What to produce ▸
Continue the account below of the bus driver stranded in floodwater near Methlick, picking up after its last sentence.

Excerpted text ▸
** start **
25. Once the bus had entered the water the Claimant did not seek to brake. The water slowed the bus down. The fact that he was no longer accelerating and the weight of the water steadily reduced the bus's speed until it came to a halt more than 100 metres into the flooded road.

26. The Claimant was aware that there was a poor telephone signal in the area of Methlick. It was obvious to him that he could not drive forward or reverse. He called Mr Goodall but did not get through because of the lack of signal. He then attempted both to phone and to text that he was stranded in water. He eventually got through to Mr Goodall who asked him if he could move. He said no. It was suggested that he went to the back of the bus which was the safest place to be as it was higher than the front. He contacted his wife by text. Mrs Borowicki was still at home. She was very concerned when she heard that her husband was stranded in flood water. She telephoned the Police and they relayed the advice that he should stay where he was and go to the highest point on the bus. They noted the incident and indicated that they would send someone when they could.

27. In the meantime, shortly after the Claimant's bus became stranded a local resident wearing fishing waders approached the bus and asked him if he was okay. The Claimant indicated that he was okay and waiting for help. Around 10am the local resident returned. The Police had also arrived and shouted over to the Claimant that he should break a window and exist the bus. This the Claimant did. He safely left the bus. Shortly after this bus employees arrived to see if they could recover the bus.

28. The claimant had been concerned not to break the window and leave the bus at an earlier point in case he got into trouble for breaking the window. He travelled to the depot in Aberdeen. He met Ian Bell, a Manager there. Mr Bell had already spoken to Mark Goodall who had told him that he had advised the claimant not to go to Methlick. Mr Goodall put this to the claimant who responded "No. He told me to go via Tarves." Mr Bell then recorded "PB explained in broken English the route he planned to take. Entered carefully a few metres and lost traction and then couldn't get out." He was asked why he went into the water and responded that he didn't know it was so deep."
** end **
Stored records ▸
** start **
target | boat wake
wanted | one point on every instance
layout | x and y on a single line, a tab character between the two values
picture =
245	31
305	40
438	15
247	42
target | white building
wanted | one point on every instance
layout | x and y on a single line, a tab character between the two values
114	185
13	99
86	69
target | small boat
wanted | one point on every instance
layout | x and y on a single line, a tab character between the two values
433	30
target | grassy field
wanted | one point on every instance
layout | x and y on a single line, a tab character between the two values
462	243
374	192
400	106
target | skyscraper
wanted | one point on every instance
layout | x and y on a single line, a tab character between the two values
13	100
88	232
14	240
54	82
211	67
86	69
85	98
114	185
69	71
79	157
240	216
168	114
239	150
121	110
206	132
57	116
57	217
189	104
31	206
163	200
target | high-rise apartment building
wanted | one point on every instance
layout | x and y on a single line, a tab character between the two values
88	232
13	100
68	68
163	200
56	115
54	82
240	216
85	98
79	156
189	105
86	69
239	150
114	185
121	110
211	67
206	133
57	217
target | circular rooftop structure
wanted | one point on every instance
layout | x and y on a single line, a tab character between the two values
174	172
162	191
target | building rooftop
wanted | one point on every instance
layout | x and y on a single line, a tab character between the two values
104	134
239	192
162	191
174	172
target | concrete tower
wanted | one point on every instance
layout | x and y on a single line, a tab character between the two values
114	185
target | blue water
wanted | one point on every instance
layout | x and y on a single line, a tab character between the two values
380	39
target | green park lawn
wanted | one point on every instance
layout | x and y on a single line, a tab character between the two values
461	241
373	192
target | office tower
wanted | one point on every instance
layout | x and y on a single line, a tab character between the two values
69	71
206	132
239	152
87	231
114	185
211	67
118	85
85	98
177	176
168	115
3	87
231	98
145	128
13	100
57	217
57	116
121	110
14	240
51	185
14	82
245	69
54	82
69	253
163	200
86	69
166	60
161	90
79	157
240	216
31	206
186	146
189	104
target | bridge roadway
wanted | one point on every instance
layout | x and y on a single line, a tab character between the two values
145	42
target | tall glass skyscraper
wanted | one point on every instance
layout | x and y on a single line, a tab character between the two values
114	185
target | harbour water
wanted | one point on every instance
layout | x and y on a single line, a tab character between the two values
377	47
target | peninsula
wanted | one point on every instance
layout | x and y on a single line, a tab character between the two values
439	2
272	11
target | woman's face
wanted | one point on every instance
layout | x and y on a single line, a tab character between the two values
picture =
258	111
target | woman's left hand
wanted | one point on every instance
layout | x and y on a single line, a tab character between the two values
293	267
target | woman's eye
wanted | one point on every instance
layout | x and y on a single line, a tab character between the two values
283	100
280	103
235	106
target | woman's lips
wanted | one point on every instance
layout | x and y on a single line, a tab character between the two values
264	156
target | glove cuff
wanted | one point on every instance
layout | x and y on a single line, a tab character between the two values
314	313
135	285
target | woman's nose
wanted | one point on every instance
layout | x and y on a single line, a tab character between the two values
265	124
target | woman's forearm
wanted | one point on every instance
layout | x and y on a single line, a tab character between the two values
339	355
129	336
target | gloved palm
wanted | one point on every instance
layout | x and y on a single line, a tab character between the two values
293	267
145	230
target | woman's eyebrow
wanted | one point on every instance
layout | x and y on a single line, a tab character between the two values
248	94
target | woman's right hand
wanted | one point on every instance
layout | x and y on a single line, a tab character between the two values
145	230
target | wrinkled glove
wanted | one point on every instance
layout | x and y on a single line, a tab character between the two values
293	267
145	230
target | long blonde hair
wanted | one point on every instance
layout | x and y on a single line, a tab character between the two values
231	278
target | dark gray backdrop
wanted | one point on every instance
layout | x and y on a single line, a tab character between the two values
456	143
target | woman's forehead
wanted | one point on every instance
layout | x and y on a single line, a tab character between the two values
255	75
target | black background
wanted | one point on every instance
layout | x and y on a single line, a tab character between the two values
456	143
** end **
Exercise result ▸
5. Having summarised the submissions made on behalf of each party the tribunal noted (at paragraph 70 and under reference to the case of Weston Recovery Services v Fisher [UKEAT0062/10] that, in addressing the question of whether the dismissal was fair or unfair, what mattered was whether the conduct was "sufficient for dismissal" according to the standards of a reasonable employer and also whether dismissal accorded with equity and the substantial merits of the case. In reaching its decision the tribunal considered all of the circumstances known to the respondent at the time of dismissal. A summary of those, together with the tribunal's conclusion and reasons on the unfair dismissal claim are expressed in the following paragraphs:-

"78. We must look at all the circumstances. The Claimant was surely aware that the weather was bad. He was aware that there was a flooded part of the road later in his journey. He should have realised that there could be other flooded areas. His position was that he came across the flooded road as he entered the village and there were no warnings. There were no road closed signs which he expected. Relying on his understanding of what the controller said he thought that he had been told about the flooded part of the road and by implication this part was not flooded. The flooded road here was unexpected. He had moments to decide what to do. He looked ahead and saw water on the road as he could see the reflections of the street lights in that water. He could see the road ahead delineated on the left by street lights. He thought that he could safely drive through it as it did not look deep. It may have been that the water disguised a dip in the road but in the event he did not realise how deep the water was.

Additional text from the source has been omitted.